● Requirement 1
Based on the credit check discussion, decide whether each statement agrees with it. Answer yes or no for each, and quote the words from the discussion that decide it.
(a) Credit check bans have been enacted only at the state level.
(b) In California, most managerial positions can be subject to a credit check.
(c) New York City's credit check law took effect around the same time as the Fair Chance Act.
● Requirement 2
Translate this sentence from the credit check discussion into Spanish: "So, it’s really a location by location and position by position analysis to figure out whether a credit check is possible for employment purposes."

━━━ Passage given

Harris Mufson: So, in addition to FCRA and the ban the box laws, I think the third area, in terms of background checks, are credit check laws, and can you talk a little bit about those?
Shelly Gyves: Sure. You’re right, credit check bans are also becoming increasingly common. These typically provide that employers are prohibited from conducting credit checks, looking at a person’s credit accounts debts, bankruptcy history, things along those lines, for employment purposes, unless some sort of specific exception applies. So, these sometimes have been enacted on a state level, sometimes on a city level and New York City has one of these laws that was passed and came in to effect around the same time as the Fair Chance Act, and effectively the exceptions vary by location but, you know, always if a credit check is required by some other law, federal law or state law or regulation that a credit check can obviously be conducted in accordance with these laws, that typically will only be the case for financial industry employers that may be required for certain regulated positions to inquire about a person’s bankruptcy history or along those lines. But then, there’s also exceptions for people who have signatory authority over large large sums of money either of the employer or clients. In California, for example, most managerial positions can be subject to a credit check, although New York City is more restrictive and doesn’t have a general ban for managers. So, it’s really a location by location and position by position analysis to figure out whether a credit check is possible for employment purposes. And if an employer is looking to have a single approach throughout the country, then I would say, you would want to look to the New York City law which we have found to be the most restrictive in terms of the exceptions and kind of that, that would be the high water mark that you would want to follow.
Harris Mufson: Thank you, Shelly, for touching on all of the applicable laws concerning background checks. And thank you for all of our listeners joining us on the Proskauer Brief today.

━━━━━━
━━━ Collected data

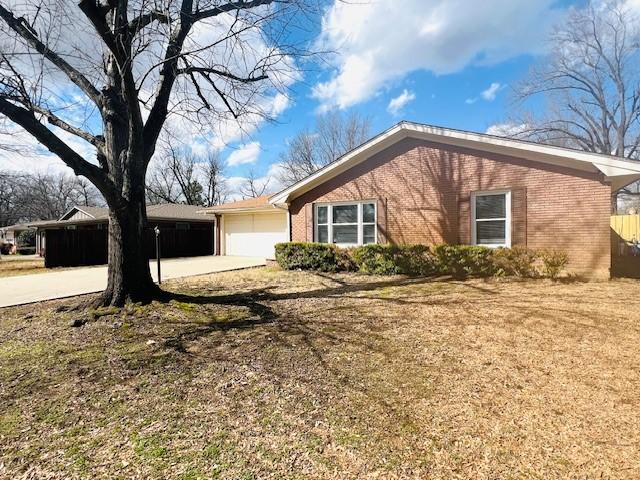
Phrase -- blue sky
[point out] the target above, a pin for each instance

━━━━━━

● Exercise output 1
(a) No: "these sometimes have been enacted on a state level, sometimes on a city level"
(b) Yes: "In California, for example, most managerial positions can be subject to a credit check"
(c) Yes: "came in to effect around the same time as the Fair Chance Act"

● Exercise output 2
Así que, en realidad, es un análisis ubicación por ubicación y puesto por puesto para determinar si es posible hacer una verificación de crédito con fines de empleo.